- [Text provided]
## begin

Sarah Gubbins

Sarah-pic-1024x768 copySarah Gubbins is a Senior Lecturer in French at Canterbury Christ Church University. She received her PhD in French literature from Trinity College Dublin in 2014. The title of her thesis, which was supervised by David Scott, was: ‘Mid-Century Poetics: The Poetry in Prose and Verse of Nerval and Baudelaire’. She analysed the prose and verse writings of Nerval and Baudelaire, using their appropriation and challenging of different forms, subgenres and literary techniques as a lens through which their poetics could be understood. Through their probing of the boundaries of different generic categories, and the clashing of different systems in their writings, she argued that they develop an aesthetic of ‘stretching’, opening up new poetic and critical possibilities which are most fully realised in the work of poets such as Rimbaud and Mallarmé. Sarah’s research interests include: nineteenth-century French poetry, issues relating to genre in literature, and the relationship between literature and the press in the nineteenth century. She has published on the sonnets of Nerval and Baudelaire, and on Nerval’s references to the visual arts.

## end

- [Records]
## begin

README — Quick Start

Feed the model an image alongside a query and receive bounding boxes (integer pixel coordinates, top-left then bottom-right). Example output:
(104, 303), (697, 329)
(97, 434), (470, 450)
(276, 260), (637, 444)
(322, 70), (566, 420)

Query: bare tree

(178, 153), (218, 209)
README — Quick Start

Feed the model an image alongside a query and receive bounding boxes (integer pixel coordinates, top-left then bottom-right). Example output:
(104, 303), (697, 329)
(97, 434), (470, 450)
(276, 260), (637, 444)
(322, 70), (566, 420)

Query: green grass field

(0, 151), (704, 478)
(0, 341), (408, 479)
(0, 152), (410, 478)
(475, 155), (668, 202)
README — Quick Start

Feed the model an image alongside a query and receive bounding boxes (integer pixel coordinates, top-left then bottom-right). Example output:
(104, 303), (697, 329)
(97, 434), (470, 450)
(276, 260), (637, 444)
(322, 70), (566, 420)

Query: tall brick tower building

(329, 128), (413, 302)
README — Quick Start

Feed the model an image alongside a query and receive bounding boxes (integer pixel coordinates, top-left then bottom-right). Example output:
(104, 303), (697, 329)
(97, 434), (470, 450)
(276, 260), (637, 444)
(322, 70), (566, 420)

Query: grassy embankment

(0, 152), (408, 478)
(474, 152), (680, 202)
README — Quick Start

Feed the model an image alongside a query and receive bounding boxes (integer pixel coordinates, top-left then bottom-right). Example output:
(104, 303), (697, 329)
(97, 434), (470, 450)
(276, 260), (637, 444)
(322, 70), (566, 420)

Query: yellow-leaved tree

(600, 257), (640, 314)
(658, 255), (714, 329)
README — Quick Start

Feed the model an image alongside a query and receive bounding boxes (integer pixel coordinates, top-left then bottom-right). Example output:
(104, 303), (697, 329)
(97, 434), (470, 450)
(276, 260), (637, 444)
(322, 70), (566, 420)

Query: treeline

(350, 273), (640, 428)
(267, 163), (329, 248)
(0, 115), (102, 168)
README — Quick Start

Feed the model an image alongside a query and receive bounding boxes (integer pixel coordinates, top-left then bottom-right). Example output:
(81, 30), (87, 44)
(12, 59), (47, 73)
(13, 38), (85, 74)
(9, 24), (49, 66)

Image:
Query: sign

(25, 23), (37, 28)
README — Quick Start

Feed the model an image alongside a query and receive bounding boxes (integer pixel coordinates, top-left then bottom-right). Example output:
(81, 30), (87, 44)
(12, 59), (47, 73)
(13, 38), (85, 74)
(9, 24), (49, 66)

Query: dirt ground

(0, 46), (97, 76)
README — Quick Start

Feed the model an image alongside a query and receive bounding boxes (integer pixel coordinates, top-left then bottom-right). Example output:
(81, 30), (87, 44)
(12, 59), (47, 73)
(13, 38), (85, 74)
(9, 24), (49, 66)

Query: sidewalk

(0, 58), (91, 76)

## end

- [Given instruction] In the Sarah Gubbins profile, who supervised her doctoral thesis? Nothing in the records is required here.

- [Completed task] David Scott